Return each line of the data below verbatim; pictures are to be left out.

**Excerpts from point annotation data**
+ + + + + + +
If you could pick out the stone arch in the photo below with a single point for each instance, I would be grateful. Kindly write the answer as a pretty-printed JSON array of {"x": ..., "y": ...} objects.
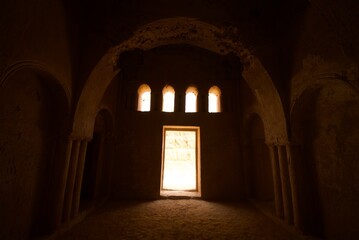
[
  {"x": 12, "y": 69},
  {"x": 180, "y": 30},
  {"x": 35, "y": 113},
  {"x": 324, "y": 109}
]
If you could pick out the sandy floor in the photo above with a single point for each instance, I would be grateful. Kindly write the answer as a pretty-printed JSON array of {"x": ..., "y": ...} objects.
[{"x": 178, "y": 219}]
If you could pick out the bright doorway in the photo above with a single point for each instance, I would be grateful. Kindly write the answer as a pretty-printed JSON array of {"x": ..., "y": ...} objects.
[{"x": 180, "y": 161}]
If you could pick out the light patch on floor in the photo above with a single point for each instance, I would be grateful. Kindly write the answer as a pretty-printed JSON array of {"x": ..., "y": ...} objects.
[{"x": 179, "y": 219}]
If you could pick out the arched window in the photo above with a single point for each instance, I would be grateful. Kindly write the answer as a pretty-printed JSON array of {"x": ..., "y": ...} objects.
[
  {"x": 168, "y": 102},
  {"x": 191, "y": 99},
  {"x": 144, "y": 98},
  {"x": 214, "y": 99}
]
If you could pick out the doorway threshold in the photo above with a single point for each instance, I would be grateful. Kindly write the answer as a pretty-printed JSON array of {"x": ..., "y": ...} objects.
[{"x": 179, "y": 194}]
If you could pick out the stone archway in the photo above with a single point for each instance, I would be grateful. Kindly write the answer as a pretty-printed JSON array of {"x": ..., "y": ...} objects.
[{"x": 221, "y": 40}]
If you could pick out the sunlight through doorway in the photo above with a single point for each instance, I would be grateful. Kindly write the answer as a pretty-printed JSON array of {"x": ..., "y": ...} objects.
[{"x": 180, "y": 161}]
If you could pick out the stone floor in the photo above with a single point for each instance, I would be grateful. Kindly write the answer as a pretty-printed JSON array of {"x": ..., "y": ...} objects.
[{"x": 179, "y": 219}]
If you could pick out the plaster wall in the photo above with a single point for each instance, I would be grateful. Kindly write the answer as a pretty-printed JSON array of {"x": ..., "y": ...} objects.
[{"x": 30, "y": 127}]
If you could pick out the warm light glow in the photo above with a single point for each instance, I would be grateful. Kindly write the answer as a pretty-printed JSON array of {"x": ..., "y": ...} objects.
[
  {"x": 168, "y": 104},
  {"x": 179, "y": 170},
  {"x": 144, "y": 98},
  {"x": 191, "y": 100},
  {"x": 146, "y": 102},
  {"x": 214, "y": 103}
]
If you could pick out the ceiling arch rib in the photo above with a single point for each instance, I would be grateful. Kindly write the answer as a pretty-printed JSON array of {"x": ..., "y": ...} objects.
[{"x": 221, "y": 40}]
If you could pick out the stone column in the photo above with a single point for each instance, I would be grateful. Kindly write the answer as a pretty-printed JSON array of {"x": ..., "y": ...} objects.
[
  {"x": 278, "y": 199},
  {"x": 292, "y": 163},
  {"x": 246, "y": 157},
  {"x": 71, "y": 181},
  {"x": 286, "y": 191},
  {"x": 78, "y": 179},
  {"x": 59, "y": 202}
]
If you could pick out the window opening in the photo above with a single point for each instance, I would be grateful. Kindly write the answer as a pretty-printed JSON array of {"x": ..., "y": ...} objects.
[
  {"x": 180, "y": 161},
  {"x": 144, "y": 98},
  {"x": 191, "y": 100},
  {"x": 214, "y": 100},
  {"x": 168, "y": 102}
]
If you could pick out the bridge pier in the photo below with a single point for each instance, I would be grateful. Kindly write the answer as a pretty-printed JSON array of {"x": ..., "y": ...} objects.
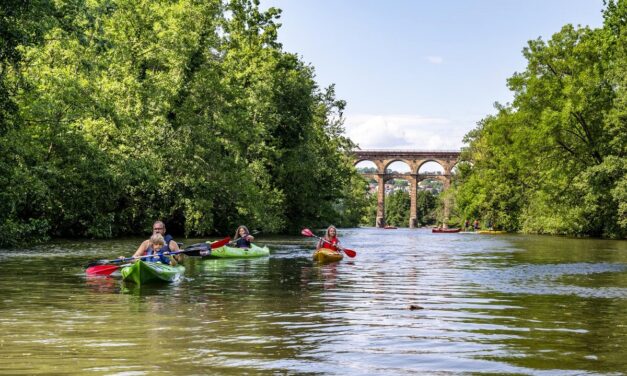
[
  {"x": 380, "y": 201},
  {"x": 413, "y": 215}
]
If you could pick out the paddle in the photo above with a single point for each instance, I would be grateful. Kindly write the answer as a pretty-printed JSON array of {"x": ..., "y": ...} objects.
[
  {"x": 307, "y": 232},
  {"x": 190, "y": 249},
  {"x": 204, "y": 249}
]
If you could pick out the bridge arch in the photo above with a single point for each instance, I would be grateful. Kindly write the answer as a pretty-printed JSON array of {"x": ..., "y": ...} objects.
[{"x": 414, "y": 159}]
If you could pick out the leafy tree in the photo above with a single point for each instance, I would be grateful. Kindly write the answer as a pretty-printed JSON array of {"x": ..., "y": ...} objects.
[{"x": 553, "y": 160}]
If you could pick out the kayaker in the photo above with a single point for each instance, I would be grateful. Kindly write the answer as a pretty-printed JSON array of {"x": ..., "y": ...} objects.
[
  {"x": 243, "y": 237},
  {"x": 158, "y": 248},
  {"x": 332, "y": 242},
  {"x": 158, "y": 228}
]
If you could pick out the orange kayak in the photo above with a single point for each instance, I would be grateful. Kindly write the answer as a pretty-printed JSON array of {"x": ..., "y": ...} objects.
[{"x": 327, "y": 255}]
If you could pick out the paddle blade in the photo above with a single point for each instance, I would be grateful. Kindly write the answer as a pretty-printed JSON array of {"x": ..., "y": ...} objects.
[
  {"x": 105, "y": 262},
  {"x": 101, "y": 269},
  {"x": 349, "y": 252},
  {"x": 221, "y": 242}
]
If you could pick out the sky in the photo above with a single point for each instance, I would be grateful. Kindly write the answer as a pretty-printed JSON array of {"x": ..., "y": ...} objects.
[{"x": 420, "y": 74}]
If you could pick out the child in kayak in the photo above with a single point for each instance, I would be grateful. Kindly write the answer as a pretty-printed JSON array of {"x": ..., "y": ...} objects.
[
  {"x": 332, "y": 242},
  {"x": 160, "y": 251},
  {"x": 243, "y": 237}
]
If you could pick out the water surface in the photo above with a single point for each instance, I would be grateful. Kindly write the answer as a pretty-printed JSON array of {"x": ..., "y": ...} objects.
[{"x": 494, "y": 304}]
+ + + + + + +
**TASK OUTPUT**
If you could pick out the stone arch in the photo below with a single point for each instance, I would be grateful. Kindly write the answer as a pretty-printed JSON array of {"x": ..., "y": ...} objects.
[
  {"x": 12, "y": 69},
  {"x": 180, "y": 30},
  {"x": 35, "y": 113},
  {"x": 324, "y": 109}
]
If you could pick out the sandy floor in the photo above with a single point for each instance, I would be grateful. Kindly write the answer as a pretty-printed JSON array of {"x": ..., "y": ...} objects.
[{"x": 178, "y": 219}]
If you could pick out the bright doorway in the photo above with a single point for each instance, I would be grateful. Kindly write the answer as a pretty-printed JSON array of {"x": ..., "y": ...} objects.
[{"x": 180, "y": 161}]
If you could pick out the light patch on floor in the photo above with a single point for each instance, I would be grateful. Kindly write the answer as a pretty-printed JSON array of {"x": ..., "y": ...} objects.
[{"x": 179, "y": 219}]
If you could pick out the arched window in the photo above with a single point for each instance, I would be grateful. Kindly write the answer as a pretty-printed JSON array of {"x": ..., "y": ...} objects.
[
  {"x": 168, "y": 102},
  {"x": 191, "y": 99},
  {"x": 144, "y": 98},
  {"x": 214, "y": 99}
]
If you could pick out the doorway threshold in the photo above with a single point for each instance, I would be grateful. Kindly write the answer as a pretty-printed JSON array of {"x": ..., "y": ...} objects.
[{"x": 179, "y": 194}]
If you could pick out the stone archway in the photo above with a single point for each instance, I would be grateful. Kindly write the answer as a pretty-printed JSON array of {"x": ..., "y": ...} objects.
[{"x": 221, "y": 40}]
If you could pick out the sunlight through doorway in the photo above with a single point for each instance, I would be grateful. Kindly write the answer as a pretty-printed JSON array of {"x": ..., "y": ...} objects.
[{"x": 180, "y": 161}]
If you could pick out the stone floor in the photo above with a single point for each instance, I would be grateful. Kindly write the answer as a pretty-printed JSON array of {"x": ..., "y": ...} objects.
[{"x": 179, "y": 219}]
If you could pick out the plaster wall in the photo above with a single point for each instance, I would be grateful. Kindly write the answer as a pretty-printed JSON array of {"x": ..., "y": ...} objects.
[{"x": 30, "y": 127}]
If you could pick out the warm light glow in the photo above with a single point for each instance, I would be grateful. Kindly write the answer as a pretty-printed JSON array of {"x": ..., "y": ...} objects.
[
  {"x": 168, "y": 104},
  {"x": 179, "y": 170},
  {"x": 144, "y": 98},
  {"x": 191, "y": 100},
  {"x": 146, "y": 102},
  {"x": 214, "y": 103}
]
If you could pick out the ceiling arch rib in the photo above with a single point for each instance, I would be grateful. Kindly write the answer as a pretty-printed JSON array of {"x": ..., "y": ...} objects.
[{"x": 221, "y": 40}]
If you could pick out the stone column in the photo above with a single point for each instance, I would be grateful. Kindly write the answer as a pretty-printed JSON array of {"x": ..., "y": ...} objects.
[
  {"x": 278, "y": 199},
  {"x": 292, "y": 163},
  {"x": 246, "y": 157},
  {"x": 71, "y": 181},
  {"x": 286, "y": 191},
  {"x": 78, "y": 179},
  {"x": 59, "y": 202}
]
If you could pick out the window opening in the photo above with a single point for each instance, I would be grateful. Kindly write the answer as a pretty-printed JSON array of {"x": ..., "y": ...} objects.
[
  {"x": 180, "y": 161},
  {"x": 144, "y": 98},
  {"x": 191, "y": 100},
  {"x": 214, "y": 100},
  {"x": 168, "y": 102}
]
If you could pick out the bridge pier in the photo below with a single point for each instance, I would be grateful. Kindly write the answer as a pretty-printed JSON array of {"x": ..., "y": ...} objects.
[
  {"x": 380, "y": 201},
  {"x": 413, "y": 215}
]
If you could pick out the paddle in the photo above with a single point for each instance, I would be grateful. Kindly write the answer as a pretty-printed JSON array of {"x": ..., "y": ...} objects.
[
  {"x": 307, "y": 232},
  {"x": 190, "y": 249},
  {"x": 204, "y": 249}
]
If you could pick out the bridge arch in the photo above with a single point for each instance, I would be grateful. Kindly write the answer as a pretty-printed JSON array of {"x": ..., "y": ...} objects.
[{"x": 414, "y": 159}]
If you could pick out the leafy tree in the photo above with a single point for each instance, I would be grateful. Kindly write the answer as a pretty-printed JSON array of {"x": ..., "y": ...} objects.
[{"x": 553, "y": 160}]
If you could pick out the kayaker in the photo above with a single point for each instance, I would be grateful. Kindly write the answer as a pretty-printed JSON array of {"x": ..., "y": ...} objects.
[
  {"x": 243, "y": 237},
  {"x": 158, "y": 248},
  {"x": 332, "y": 242},
  {"x": 158, "y": 228}
]
If you could pick out the orange kayak in the photo above with a single point for each instance, I would be grateful. Kindly write the answer as a pretty-printed JSON array of {"x": ..., "y": ...} objects.
[{"x": 327, "y": 255}]
If you could pick out the paddle blade in the photo above with a single point for each instance, I would be grateful. Kindly write the answer as a pretty-printed JSON array of {"x": ..., "y": ...} objects.
[
  {"x": 105, "y": 262},
  {"x": 101, "y": 269},
  {"x": 349, "y": 252},
  {"x": 221, "y": 242}
]
If you could pick out the sky in the photo above with a single point for each instance, I would be grateful. Kindly write the answer as a pretty-printed JSON array of {"x": ..., "y": ...} objects.
[{"x": 420, "y": 74}]
If you could pick out the child in kayak in the photo above with a single point for each instance, I would be grateful. Kindly write the answer as a pretty-printed JSON array of {"x": ..., "y": ...} objects.
[
  {"x": 332, "y": 242},
  {"x": 160, "y": 251},
  {"x": 243, "y": 237}
]
If you could pick out the water surface in the photo above with a single point for each instance, I would be grateful. Kindly write the answer as a pretty-printed JSON array of {"x": ..., "y": ...} objects.
[{"x": 494, "y": 304}]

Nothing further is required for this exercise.